Image point grounding data
╭──

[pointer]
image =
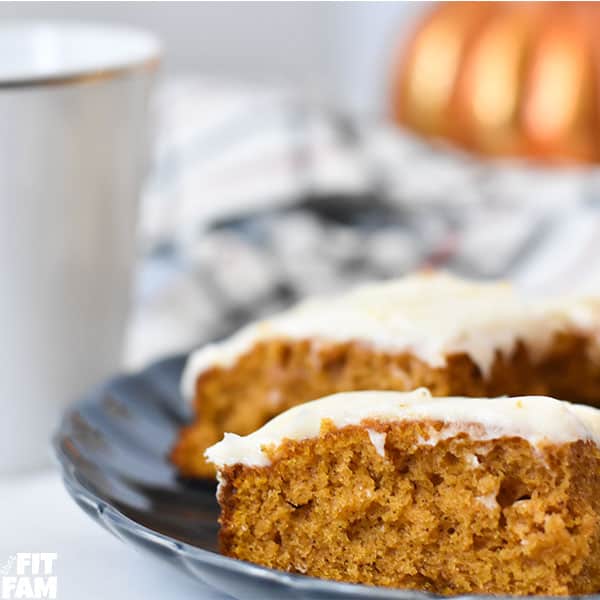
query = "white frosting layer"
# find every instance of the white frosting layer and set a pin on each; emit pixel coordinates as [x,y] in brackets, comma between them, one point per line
[538,419]
[430,315]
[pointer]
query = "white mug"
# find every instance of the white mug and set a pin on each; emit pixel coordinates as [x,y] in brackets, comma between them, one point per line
[73,139]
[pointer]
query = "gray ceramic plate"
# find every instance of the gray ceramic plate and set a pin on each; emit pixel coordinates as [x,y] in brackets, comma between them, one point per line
[113,447]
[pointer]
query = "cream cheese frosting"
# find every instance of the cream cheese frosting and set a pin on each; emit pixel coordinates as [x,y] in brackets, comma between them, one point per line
[538,419]
[430,315]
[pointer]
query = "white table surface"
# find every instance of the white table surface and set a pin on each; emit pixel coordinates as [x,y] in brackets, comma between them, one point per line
[37,515]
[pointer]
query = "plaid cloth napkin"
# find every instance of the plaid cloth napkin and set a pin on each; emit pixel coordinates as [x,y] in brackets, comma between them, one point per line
[257,198]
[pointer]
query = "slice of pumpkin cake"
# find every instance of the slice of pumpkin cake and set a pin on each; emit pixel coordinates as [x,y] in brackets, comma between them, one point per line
[455,337]
[449,495]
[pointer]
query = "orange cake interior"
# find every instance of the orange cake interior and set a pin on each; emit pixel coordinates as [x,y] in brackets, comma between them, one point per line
[452,336]
[391,489]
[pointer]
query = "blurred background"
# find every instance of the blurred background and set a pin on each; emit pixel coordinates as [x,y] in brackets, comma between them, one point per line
[302,148]
[332,51]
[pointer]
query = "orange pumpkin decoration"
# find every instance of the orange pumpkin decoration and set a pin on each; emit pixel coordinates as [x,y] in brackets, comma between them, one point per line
[505,79]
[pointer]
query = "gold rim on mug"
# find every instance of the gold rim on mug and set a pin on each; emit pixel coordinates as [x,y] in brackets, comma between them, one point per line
[149,64]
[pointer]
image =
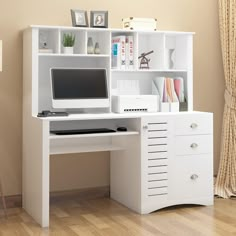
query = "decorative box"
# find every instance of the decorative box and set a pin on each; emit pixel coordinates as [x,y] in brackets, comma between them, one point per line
[134,23]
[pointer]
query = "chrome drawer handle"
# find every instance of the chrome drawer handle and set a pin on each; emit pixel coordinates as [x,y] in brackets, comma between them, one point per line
[194,176]
[193,126]
[194,145]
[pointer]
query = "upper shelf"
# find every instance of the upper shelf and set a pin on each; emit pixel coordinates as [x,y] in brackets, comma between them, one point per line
[71,55]
[106,29]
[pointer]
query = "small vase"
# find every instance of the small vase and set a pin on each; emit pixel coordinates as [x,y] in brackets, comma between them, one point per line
[90,49]
[68,50]
[97,49]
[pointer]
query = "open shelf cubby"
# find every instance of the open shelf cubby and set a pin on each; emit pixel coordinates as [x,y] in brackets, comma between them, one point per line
[171,56]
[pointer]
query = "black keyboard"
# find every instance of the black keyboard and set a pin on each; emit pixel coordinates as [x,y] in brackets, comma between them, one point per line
[82,131]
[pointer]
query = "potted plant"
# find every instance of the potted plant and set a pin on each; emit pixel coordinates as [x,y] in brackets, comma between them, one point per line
[68,43]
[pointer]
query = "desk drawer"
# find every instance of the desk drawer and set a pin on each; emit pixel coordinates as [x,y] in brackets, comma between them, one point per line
[157,176]
[194,124]
[157,155]
[157,191]
[192,145]
[157,148]
[157,162]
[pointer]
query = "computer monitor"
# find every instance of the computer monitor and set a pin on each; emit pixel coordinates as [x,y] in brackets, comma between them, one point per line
[79,88]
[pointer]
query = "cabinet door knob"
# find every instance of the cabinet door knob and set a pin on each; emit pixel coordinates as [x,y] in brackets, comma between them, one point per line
[194,176]
[193,126]
[194,145]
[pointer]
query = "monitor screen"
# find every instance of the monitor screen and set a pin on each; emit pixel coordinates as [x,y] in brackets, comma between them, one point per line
[79,88]
[79,83]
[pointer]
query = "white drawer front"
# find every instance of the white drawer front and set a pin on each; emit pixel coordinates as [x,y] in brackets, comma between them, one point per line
[154,141]
[158,126]
[157,155]
[157,169]
[159,183]
[157,148]
[192,145]
[157,134]
[193,124]
[191,177]
[157,162]
[157,191]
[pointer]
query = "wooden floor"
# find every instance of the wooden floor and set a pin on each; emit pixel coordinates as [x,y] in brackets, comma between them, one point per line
[106,217]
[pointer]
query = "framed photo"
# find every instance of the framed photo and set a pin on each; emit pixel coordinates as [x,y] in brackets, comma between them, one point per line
[79,18]
[99,19]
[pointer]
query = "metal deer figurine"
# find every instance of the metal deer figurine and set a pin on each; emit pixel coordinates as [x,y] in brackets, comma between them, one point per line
[144,62]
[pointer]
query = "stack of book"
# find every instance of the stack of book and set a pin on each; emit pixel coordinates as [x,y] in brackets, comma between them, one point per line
[123,52]
[171,92]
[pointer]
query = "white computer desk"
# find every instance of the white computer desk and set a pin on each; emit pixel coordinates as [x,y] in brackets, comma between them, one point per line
[158,153]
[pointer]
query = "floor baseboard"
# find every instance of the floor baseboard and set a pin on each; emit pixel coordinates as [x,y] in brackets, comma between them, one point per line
[79,194]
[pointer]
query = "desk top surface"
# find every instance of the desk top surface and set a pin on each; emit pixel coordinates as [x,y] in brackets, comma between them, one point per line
[97,116]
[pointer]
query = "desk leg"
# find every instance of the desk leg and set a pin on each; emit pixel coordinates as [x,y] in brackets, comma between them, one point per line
[36,170]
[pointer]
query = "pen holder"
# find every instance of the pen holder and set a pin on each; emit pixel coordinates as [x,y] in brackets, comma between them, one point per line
[174,107]
[164,107]
[183,106]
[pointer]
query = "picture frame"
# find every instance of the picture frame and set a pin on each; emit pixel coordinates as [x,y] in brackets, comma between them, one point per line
[79,18]
[99,19]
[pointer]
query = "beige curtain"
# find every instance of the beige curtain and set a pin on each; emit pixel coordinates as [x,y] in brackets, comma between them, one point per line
[226,178]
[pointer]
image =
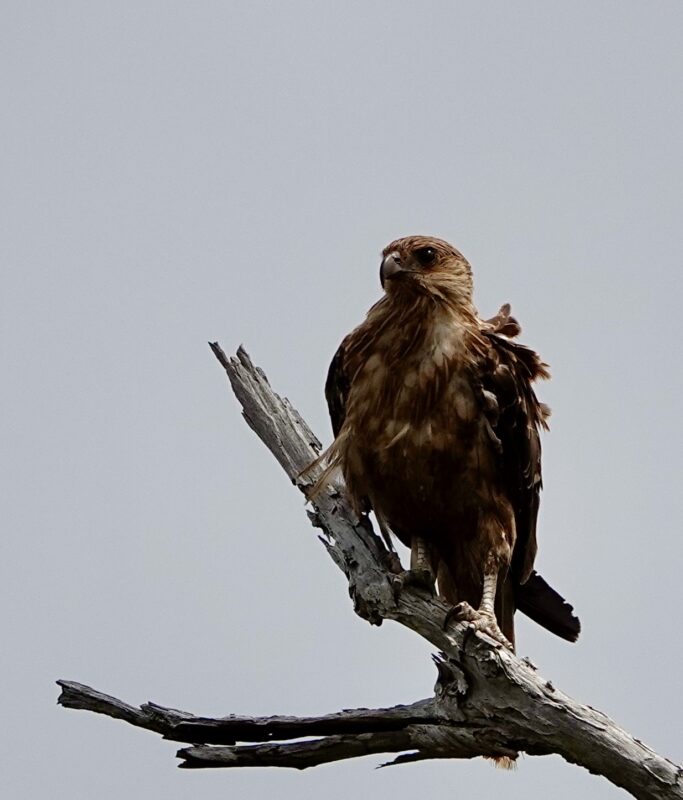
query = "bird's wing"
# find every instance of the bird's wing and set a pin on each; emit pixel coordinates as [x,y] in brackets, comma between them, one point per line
[516,423]
[337,389]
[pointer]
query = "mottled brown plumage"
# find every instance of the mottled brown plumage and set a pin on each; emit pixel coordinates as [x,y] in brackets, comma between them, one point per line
[437,430]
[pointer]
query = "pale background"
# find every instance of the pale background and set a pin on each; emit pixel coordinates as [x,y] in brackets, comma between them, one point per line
[182,172]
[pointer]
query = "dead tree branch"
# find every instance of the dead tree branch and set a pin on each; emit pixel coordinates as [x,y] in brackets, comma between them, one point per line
[486,701]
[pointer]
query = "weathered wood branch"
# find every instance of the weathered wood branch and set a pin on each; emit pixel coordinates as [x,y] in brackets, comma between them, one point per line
[486,702]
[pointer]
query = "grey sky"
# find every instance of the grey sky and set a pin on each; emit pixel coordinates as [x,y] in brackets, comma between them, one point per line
[179,172]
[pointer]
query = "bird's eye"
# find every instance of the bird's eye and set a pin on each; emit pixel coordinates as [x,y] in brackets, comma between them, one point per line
[425,256]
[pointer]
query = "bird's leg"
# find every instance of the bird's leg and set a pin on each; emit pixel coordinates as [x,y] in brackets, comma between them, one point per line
[484,618]
[421,573]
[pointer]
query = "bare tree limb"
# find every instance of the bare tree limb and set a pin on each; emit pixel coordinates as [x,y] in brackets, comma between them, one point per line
[486,701]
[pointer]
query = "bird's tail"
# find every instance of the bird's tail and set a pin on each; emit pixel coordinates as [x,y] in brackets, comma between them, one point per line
[544,605]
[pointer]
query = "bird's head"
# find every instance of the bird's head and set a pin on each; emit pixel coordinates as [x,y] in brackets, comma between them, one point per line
[426,265]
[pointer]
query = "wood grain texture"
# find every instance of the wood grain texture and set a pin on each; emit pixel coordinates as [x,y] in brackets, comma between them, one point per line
[487,701]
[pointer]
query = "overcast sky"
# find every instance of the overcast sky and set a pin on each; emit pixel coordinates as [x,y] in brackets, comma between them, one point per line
[178,172]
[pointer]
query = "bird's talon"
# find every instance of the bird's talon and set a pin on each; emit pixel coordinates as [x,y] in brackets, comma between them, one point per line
[418,578]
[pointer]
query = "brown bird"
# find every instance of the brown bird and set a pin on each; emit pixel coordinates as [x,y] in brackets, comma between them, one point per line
[436,429]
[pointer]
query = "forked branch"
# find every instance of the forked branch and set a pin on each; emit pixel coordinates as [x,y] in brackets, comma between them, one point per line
[486,701]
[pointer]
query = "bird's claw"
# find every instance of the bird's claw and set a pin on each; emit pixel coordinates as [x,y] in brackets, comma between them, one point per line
[477,620]
[418,578]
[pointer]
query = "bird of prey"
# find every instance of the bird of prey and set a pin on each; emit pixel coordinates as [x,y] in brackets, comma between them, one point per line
[436,428]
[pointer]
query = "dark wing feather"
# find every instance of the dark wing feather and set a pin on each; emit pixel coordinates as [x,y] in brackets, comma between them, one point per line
[518,419]
[337,389]
[545,606]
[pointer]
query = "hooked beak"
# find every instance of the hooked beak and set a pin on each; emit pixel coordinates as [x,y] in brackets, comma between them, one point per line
[391,266]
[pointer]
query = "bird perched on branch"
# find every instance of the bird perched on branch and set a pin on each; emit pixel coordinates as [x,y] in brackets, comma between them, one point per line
[436,429]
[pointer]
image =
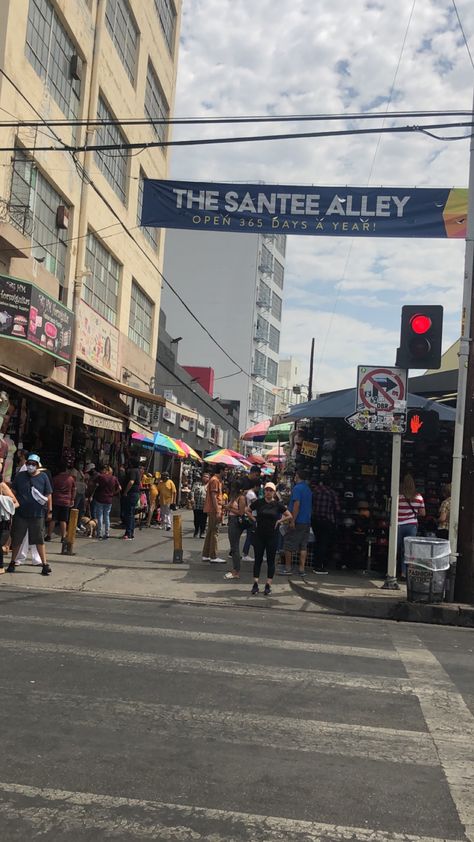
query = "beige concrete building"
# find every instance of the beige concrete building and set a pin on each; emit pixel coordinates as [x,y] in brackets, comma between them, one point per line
[69,223]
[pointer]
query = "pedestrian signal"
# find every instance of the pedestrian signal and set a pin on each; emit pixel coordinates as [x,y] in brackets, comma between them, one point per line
[422,424]
[420,336]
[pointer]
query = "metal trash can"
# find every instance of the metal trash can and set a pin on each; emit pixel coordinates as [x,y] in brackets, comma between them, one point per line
[427,561]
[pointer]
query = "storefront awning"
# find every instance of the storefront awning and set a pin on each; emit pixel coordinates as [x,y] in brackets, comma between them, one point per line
[125,389]
[89,416]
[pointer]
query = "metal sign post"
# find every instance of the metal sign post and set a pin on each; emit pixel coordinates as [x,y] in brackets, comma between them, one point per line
[381,407]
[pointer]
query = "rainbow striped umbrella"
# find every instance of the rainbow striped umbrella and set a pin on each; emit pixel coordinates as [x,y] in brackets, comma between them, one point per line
[189,451]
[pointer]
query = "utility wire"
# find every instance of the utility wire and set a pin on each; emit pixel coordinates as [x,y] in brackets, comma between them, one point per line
[124,147]
[463,33]
[202,121]
[85,176]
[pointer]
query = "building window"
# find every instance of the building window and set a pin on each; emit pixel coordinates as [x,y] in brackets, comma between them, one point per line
[260,364]
[280,243]
[264,294]
[124,33]
[257,399]
[269,404]
[101,287]
[272,371]
[141,318]
[261,333]
[276,306]
[278,273]
[33,210]
[156,107]
[151,234]
[274,339]
[113,164]
[167,15]
[49,49]
[266,260]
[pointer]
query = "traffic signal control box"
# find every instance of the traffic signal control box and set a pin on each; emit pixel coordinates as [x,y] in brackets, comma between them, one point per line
[420,336]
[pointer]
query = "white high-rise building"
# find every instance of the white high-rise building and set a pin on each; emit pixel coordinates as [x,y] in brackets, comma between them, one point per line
[234,285]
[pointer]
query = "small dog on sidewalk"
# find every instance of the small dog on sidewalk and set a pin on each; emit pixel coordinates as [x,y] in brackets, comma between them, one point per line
[89,526]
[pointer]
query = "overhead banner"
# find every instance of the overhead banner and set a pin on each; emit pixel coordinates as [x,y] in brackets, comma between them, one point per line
[325,211]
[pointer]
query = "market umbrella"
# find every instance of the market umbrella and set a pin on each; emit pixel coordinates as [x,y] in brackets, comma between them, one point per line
[342,403]
[159,441]
[225,451]
[189,451]
[219,458]
[279,432]
[257,432]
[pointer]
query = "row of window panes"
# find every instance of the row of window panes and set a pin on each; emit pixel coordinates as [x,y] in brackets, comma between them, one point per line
[33,210]
[167,16]
[101,292]
[49,49]
[113,164]
[141,318]
[124,33]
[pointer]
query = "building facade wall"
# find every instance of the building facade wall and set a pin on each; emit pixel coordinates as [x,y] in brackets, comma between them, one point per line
[220,276]
[95,208]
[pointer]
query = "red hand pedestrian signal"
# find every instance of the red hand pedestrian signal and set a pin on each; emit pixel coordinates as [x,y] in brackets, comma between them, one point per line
[415,424]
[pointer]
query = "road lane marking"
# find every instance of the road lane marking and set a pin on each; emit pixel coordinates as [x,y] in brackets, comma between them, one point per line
[448,719]
[207,637]
[289,675]
[232,726]
[66,812]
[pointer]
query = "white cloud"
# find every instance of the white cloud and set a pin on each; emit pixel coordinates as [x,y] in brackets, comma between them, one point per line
[269,57]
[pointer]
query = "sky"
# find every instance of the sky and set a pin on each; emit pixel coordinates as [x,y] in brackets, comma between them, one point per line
[258,57]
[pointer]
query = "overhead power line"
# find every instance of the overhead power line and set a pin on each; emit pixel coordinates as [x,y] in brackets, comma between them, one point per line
[128,146]
[204,121]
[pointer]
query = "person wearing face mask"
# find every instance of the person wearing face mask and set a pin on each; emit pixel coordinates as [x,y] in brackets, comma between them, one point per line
[33,491]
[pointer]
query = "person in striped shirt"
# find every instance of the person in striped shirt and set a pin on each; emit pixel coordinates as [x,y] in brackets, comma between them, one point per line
[411,506]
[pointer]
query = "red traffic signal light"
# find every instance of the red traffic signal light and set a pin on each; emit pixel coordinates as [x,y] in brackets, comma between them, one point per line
[420,323]
[420,336]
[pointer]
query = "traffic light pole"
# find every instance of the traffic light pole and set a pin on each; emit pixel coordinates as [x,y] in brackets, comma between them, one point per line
[391,577]
[461,528]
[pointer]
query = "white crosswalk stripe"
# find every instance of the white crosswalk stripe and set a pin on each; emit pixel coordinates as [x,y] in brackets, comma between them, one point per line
[69,811]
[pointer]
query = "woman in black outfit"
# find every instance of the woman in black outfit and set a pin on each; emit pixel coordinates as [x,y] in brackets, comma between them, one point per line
[269,514]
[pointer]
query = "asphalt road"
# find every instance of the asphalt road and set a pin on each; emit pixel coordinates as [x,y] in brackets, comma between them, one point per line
[131,720]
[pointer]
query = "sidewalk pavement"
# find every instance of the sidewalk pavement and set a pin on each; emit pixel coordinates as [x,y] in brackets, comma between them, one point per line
[143,568]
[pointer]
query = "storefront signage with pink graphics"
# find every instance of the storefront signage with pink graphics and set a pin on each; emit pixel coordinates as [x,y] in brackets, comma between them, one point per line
[98,340]
[31,316]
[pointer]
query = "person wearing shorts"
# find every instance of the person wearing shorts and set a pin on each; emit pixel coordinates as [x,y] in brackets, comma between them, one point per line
[297,536]
[33,491]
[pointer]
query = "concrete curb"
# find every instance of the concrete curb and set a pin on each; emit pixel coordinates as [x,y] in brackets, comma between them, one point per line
[386,605]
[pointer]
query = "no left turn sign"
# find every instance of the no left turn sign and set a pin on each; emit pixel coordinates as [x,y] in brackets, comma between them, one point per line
[381,388]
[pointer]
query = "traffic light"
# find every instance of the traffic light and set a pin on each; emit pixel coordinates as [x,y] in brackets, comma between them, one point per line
[420,336]
[422,424]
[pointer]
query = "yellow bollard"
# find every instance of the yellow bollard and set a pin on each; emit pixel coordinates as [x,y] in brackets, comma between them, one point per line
[68,543]
[177,540]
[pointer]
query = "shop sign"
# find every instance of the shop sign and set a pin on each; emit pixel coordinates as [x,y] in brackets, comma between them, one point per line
[381,388]
[98,340]
[33,317]
[371,421]
[318,211]
[309,449]
[102,422]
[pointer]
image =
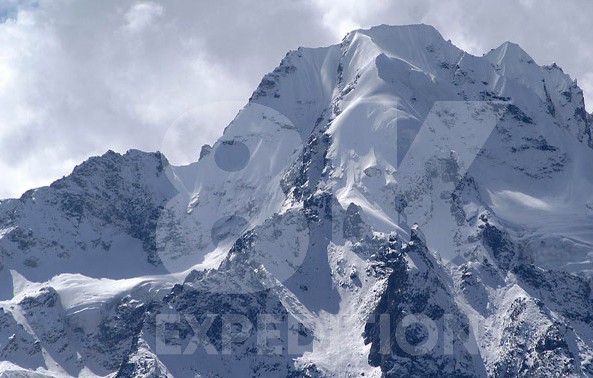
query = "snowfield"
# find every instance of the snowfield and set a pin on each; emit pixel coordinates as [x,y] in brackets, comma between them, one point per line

╰──

Write only the number of lines in the data where the word "snowfield" occurs.

**Your response**
2